Given task 1>
Please answer these questions from the gauge-independence excerpt below, marking your answers (a), (b) and (c):
(a) What has been reduced to a mere variable of integration?
(b) Why is the nucleon interpolating operator SU(3) gauge invariant?
(c) What property of the operators makes the function G gauge independent?

Source document>
— start —

Now make use of eqs.(\ref{Det}, \ref{rho}), we have  
\begin{eqnarray} 
C[\phi ] &=&\int \prod_{\alpha ,x}d\omega ^\alpha (x){\rm Det}{\cal J}\left[ 
\phi ,\omega \right] B\left[ f[\phi _\omega ]\right]   \nonumber \\ 
\  &=&\int \prod_{\alpha ,x}df_\alpha (x)B\left[ f\right] \equiv C. 
\label{C} 
\end{eqnarray} 
 
This is clearly independent of the choice of $f[\phi ,x]$, which has been 
reduced to a mere variable of integration, and it depends on $B\left[ 
f\right] $ only through a $\phi $-independent constant $C$. Thus we proved 
that $G_{O_1 \cdots O_i}$ is gauge independent as the operators $% 
O_1\cdots O_i$ are gauge invariant. 
 
Now we come to $G_{N{\vec L}_qN^{\dagger }}^{p_1s_1p_2s_2}$ and $% 
G_{N_lN_{l^{\prime }}^{\dagger }}^{p_1p_2}$. Since nucleon is color singlet, 
the nucleon interpolating operator $N_l(x)$ is SU(3) gauge invariant. 
Therefore according to the above proof, $G_{N_lN_{l^{\prime }}^{\dagger 
}}^{p_1p_2}$ is SU(3) gauge independent. However, ${\vec L}_q$ is SU(3)

— end —

(Labeled shape records)

— start —

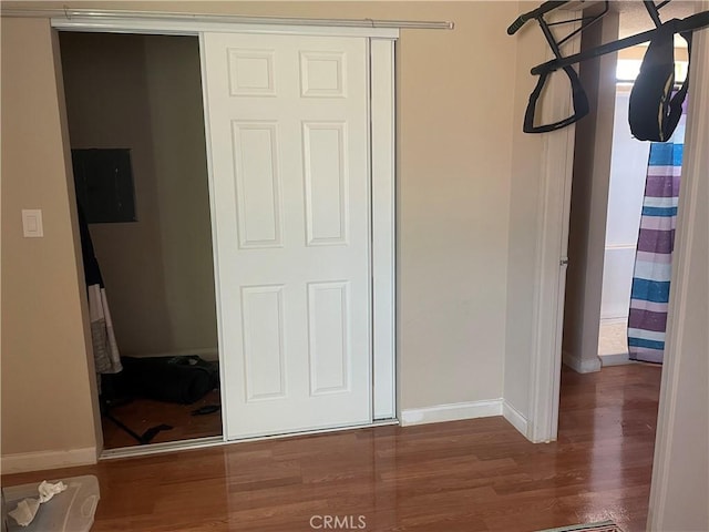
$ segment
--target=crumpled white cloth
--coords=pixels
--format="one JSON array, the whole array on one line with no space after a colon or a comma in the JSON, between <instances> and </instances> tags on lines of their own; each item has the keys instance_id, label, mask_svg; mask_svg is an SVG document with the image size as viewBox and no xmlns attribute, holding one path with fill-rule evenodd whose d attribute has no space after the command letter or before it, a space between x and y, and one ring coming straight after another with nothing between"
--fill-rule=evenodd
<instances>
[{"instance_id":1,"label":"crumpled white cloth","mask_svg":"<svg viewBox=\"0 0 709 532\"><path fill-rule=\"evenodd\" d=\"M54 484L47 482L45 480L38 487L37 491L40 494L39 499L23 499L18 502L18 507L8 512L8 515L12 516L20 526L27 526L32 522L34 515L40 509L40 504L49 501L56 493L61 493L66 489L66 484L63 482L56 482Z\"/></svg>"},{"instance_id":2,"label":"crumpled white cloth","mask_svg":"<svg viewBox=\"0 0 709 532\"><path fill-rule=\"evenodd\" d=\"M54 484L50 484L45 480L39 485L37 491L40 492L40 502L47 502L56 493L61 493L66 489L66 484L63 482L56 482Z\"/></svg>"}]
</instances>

— end —
— start —

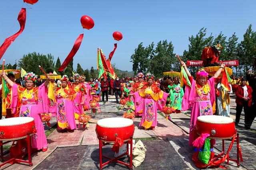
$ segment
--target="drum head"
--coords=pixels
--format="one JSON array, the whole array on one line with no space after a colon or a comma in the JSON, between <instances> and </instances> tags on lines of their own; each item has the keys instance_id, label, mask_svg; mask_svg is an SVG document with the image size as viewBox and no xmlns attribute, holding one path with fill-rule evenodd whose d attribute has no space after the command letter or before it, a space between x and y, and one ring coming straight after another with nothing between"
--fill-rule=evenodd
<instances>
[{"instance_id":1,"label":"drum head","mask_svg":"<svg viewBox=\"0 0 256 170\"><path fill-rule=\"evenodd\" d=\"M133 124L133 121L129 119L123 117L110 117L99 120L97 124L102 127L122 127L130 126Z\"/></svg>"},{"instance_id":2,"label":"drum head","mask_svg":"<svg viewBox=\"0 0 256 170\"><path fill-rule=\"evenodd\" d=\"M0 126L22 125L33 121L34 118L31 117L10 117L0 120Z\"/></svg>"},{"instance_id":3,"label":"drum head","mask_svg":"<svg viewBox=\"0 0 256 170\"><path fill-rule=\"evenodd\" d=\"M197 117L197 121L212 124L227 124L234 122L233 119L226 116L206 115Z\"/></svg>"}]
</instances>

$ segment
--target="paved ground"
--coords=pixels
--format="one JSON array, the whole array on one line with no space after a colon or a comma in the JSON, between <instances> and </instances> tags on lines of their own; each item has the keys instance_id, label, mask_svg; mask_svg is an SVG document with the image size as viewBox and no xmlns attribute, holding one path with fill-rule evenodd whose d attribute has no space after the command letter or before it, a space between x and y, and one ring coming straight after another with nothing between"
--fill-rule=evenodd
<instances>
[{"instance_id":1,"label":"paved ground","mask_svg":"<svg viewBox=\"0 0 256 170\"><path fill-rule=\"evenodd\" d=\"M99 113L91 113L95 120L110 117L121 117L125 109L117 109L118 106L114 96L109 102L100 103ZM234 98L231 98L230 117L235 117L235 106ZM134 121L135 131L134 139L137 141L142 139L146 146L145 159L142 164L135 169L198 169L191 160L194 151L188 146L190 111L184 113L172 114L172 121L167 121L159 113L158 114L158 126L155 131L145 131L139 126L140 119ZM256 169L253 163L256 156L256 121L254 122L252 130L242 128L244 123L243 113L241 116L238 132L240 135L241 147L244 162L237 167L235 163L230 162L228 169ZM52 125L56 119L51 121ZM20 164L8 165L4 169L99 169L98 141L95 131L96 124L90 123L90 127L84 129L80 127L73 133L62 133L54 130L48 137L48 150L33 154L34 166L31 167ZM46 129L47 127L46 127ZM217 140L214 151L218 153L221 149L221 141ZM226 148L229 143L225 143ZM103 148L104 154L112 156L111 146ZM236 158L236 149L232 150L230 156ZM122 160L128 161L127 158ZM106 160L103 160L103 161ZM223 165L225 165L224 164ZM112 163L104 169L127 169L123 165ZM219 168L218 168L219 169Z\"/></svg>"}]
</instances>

— end —

Given task 2>
Count the lines of the records above that contain the string "target", and give only the number.

Complete answer 1>
(a) The choice of f[φ, x].
(b) Because the nucleon is a color singlet.
(c) The operators are gauge invariant.

Complete answer 2>
3